> _What you have to do_: Transcribe the records below exactly.

> _Source records_:
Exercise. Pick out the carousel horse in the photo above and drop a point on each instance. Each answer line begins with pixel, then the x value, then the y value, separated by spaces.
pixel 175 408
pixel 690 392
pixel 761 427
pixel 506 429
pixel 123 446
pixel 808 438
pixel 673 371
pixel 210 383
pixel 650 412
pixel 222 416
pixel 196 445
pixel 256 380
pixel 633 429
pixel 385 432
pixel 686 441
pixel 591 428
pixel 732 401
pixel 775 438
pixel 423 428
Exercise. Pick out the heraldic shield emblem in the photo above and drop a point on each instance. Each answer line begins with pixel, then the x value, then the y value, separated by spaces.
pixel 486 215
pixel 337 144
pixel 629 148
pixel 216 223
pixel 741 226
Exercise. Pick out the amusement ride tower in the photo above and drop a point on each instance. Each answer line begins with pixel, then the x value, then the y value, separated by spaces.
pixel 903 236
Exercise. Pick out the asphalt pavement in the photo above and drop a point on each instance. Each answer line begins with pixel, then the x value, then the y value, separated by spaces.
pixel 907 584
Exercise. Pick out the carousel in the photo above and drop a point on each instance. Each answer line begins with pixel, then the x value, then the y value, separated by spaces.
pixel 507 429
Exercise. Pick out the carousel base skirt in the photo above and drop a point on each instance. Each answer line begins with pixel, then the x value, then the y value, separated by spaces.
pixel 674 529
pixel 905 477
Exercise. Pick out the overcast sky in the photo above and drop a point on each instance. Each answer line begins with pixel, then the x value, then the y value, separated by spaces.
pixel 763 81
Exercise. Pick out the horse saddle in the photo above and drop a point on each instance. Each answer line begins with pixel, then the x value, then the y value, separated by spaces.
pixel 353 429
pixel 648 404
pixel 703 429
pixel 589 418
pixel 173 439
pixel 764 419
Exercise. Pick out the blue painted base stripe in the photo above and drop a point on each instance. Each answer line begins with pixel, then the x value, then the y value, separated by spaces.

> _Complete answer_:
Exercise. Pick out the carousel horse in the photo above and drop a point on each instance. Each answer line begins with pixel, then the x value, then the y value, separated by spaces.
pixel 175 408
pixel 690 392
pixel 761 427
pixel 506 429
pixel 123 446
pixel 808 438
pixel 673 371
pixel 210 383
pixel 650 412
pixel 222 416
pixel 196 445
pixel 256 380
pixel 633 429
pixel 385 432
pixel 686 441
pixel 591 428
pixel 732 401
pixel 775 438
pixel 423 428
Exercise. Pick out the heraldic shield emblem in the photo above and drop a point on each instance. Each answer line begins with pixel, then the x value, then the y value, separated by spaces.
pixel 486 215
pixel 337 144
pixel 629 148
pixel 216 223
pixel 741 226
Exercise. Pick out the amusement ride tower in the photo above and drop a point on each instance. Each answer line begins with pixel, then the x value, then the y value, separated by spaces.
pixel 903 236
Exercise. Pick out the asphalt pavement in the photo above and drop a point on each instance. Each answer line begins with pixel, then the x value, then the y value, separated by spaces.
pixel 907 584
Exercise. Pick out the carousel in the photo above and drop a point on each instance. Each answer line begins with pixel, then the x value, then the y value, separated by spaces.
pixel 507 429
Exercise. Pick out the carousel base skirt in the photo above and drop a point on each instance. Each answer line begins with pixel, then the x value, then the y value, separated by spaces.
pixel 674 529
pixel 905 477
Exercise. Pick out the overcast sky in the photo above and drop a point on each instance. Each answer line begins with pixel, then the x value, then the y value, separated by spaces.
pixel 763 81
Exercise. Pick out the horse saddle in the photo above and drop a point on each instance. Each answer line begins with pixel, then the x value, then the y value, separated by spaces.
pixel 353 429
pixel 648 404
pixel 703 429
pixel 589 418
pixel 173 439
pixel 764 419
Exercise. Pick out the blue painted base stripe in the photo above and drop a point on each instance. Each answer line begins with pixel, then the x value, then the y value, separated by spaces.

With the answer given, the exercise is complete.